> **Short problem**: Only the pictures are omitted; repeat all other data exactly.

--- Data to process ---

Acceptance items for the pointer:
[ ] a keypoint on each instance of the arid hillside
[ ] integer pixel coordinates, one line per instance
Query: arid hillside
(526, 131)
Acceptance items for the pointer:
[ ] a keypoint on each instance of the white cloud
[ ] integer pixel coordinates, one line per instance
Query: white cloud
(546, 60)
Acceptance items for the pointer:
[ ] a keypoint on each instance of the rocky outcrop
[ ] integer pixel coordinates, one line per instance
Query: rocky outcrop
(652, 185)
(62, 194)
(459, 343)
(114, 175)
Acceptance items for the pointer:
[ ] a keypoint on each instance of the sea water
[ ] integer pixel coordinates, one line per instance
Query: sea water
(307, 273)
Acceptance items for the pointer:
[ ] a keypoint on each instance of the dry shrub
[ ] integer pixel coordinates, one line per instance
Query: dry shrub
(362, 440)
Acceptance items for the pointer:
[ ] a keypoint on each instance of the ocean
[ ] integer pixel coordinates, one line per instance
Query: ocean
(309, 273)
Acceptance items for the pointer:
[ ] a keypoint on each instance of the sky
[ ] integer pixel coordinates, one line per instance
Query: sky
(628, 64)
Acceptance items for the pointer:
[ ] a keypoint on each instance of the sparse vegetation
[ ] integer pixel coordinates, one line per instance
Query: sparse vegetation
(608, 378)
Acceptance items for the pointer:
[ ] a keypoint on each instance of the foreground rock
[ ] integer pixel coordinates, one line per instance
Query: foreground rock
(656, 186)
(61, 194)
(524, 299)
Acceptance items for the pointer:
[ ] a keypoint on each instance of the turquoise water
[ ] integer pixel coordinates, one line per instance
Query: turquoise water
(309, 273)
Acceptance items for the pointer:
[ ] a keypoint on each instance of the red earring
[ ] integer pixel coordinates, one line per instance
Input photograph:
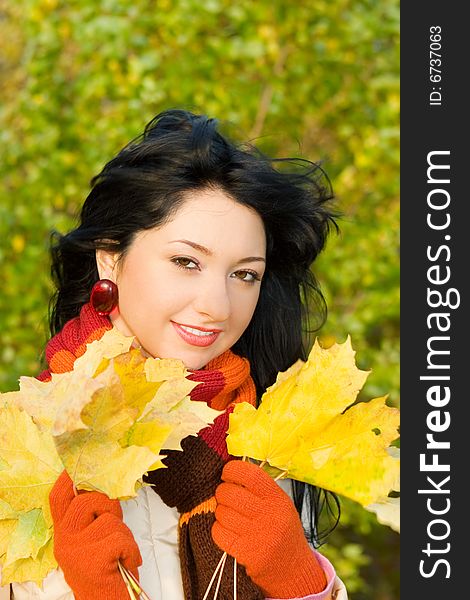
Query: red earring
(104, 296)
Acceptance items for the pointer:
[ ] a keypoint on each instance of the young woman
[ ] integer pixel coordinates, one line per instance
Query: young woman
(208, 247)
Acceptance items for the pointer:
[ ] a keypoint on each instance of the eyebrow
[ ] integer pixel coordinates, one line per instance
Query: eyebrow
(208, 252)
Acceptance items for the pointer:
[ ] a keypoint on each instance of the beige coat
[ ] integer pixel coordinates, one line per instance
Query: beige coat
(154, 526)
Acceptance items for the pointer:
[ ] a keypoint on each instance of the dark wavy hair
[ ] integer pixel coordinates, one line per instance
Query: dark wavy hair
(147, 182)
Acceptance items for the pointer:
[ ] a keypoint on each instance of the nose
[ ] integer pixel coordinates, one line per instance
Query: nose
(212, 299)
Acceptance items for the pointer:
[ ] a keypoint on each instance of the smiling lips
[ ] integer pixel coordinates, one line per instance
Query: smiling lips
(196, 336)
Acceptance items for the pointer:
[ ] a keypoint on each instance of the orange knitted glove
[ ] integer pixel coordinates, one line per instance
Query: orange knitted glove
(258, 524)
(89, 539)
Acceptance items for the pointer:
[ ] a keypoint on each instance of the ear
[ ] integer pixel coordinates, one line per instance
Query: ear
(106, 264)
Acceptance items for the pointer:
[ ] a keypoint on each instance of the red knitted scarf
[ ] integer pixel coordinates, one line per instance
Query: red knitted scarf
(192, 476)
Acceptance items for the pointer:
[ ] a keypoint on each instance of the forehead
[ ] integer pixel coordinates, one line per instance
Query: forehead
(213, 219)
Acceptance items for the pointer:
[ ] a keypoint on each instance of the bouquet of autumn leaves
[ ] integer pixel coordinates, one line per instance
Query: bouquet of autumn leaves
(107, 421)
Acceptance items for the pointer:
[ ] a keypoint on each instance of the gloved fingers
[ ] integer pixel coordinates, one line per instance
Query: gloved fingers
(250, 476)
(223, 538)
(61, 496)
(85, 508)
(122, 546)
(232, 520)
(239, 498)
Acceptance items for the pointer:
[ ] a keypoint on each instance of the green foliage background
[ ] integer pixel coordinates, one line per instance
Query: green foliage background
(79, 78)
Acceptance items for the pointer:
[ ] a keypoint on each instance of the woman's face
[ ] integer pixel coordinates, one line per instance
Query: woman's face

---

> **Solution**:
Acceptance items for the pointer:
[ ] a keypoint on each instance of the arid hillside
[ ] integer pixel coordinates, one line per instance
Query: arid hillside
(526, 131)
Acceptance items for the pointer:
[ ] a keypoint on each instance of the white cloud
[ ] integer pixel coordinates, one line per instance
Query: white cloud
(546, 60)
Acceptance items for the pointer:
[ ] a keypoint on each instance of the rocky outcrop
[ ] integer pixel coordinates, one line per instance
Query: rocky outcrop
(652, 185)
(62, 194)
(459, 343)
(114, 175)
Acceptance items for the pointer:
[ ] a keypoint on each instance of the sea water
[ ] integer pixel coordinates, one line per instance
Query: sea water
(307, 273)
Acceptance items for the pointer:
[ ] a keypoint on each instance of the dry shrub
[ ] integer pixel coordinates, one line per instance
Query: dry shrub
(362, 440)
Acceptance items for the pointer:
[ ] a keypoint on each instance of the ocean
[ ] integer pixel coordinates, one line per instance
Query: ocean
(309, 273)
Acceptance items for the pointer:
[ ] a keypoint on each instance of the sky
[ ] integer pixel coordinates, one line per instance
Query: sky
(628, 64)
Acceptance items for the pointer:
[ ] a keypoint on each instance of the sparse vegetation
[ ] integer pixel coordinates, one line per instance
Query: sparse vegetation
(608, 378)
Acceptance items for the pointer:
[ ] a keypoint on each instance of the foreground rock
[ ] integer pixel coordinates, one line per instance
Query: foreground rock
(656, 186)
(61, 194)
(524, 299)
Acceptance items for the pointer:
[ ] a keypoint on each instance of the turquoise water
[ ] integer pixel coordinates, one line per instance
Query: turquoise water
(309, 273)
Acceptance items for the pointer:
[ ] a keypoint on each instance of the red earring
[ ] integer pixel coordinates, one line per instance
Input photograph:
Query: red earring
(104, 296)
Acceptance items for the pointer:
[ ] a keypoint on each instance of the young woman
[ ] integer pixel coordinates, one line per instance
Query: young woman
(208, 247)
Acceptance items for the pointer:
[ ] a keypoint on each instance of the eyebrow
[ ] integer pixel coordinates, one line per instance
Query: eyebrow
(208, 252)
Acceptance items for the pointer:
[ ] a keypoint on each instance of the beige coat
[ ] integer pixel coordinates, one line per instance
Query: beige coat
(154, 526)
Acceptance items for the pointer:
[ ] a keypoint on each instance of the dark wavy hair
[ ] integer pixel coordinates, one line per instance
Query: dark wavy hair
(147, 182)
Acceptance items for the pointer:
[ ] a keypoint on each instance of the nose
[ ] integer pixel coordinates, one line per instance
Query: nose
(212, 299)
Acceptance items for the pointer:
[ ] a keypoint on each instance of the smiling lips
[ ] integer pixel coordinates, one line per instance
Query: smiling lips
(196, 336)
Acceptance items for the pointer:
[ ] a keypoint on each instance of the orange knitted glove
[ ] integer pixel coordinates, one line per instance
Query: orange knitted glove
(258, 524)
(89, 539)
Acceptance items for the pointer:
[ ] a keypoint on each instance of the ear
[ ] integer pixel coordinates, one line per instance
Query: ear
(106, 264)
Acceptance items for the pointer:
[ ] a keypoint on each instance of the red knitted scarf
[ ] integer pixel coordinates, one line per instance
Query: red knitted scarf
(192, 476)
Acceptance items for the pointer:
[ ] a keypoint on each instance of the forehead
[ ] integer pixel coordinates, one line per instance
Query: forehead
(213, 219)
Acceptance items for the pointer:
[ ] a keypoint on each instance of the bouquet of autumn leaves
[ ] integer pixel coordinates, one line per instance
Query: bouquet of autumn leaves
(107, 421)
Acceptance items for the pointer:
[ ] a keypoint on each instance of the gloved fingers
[ ] integer pixel coordinates, one line per instance
Query: gloved fingers
(250, 476)
(223, 538)
(61, 496)
(85, 508)
(122, 546)
(232, 520)
(239, 498)
Acceptance items for the pointer:
[ ] a keypoint on each instance of the green foliage background
[ ] integer pixel coordinates, one line per instance
Query: green foliage background
(79, 78)
Acceptance items for the pointer:
[ ] a keypoint on each instance of the woman's face
[ ] integer pixel coordinates, one line per instance
Query: woman's face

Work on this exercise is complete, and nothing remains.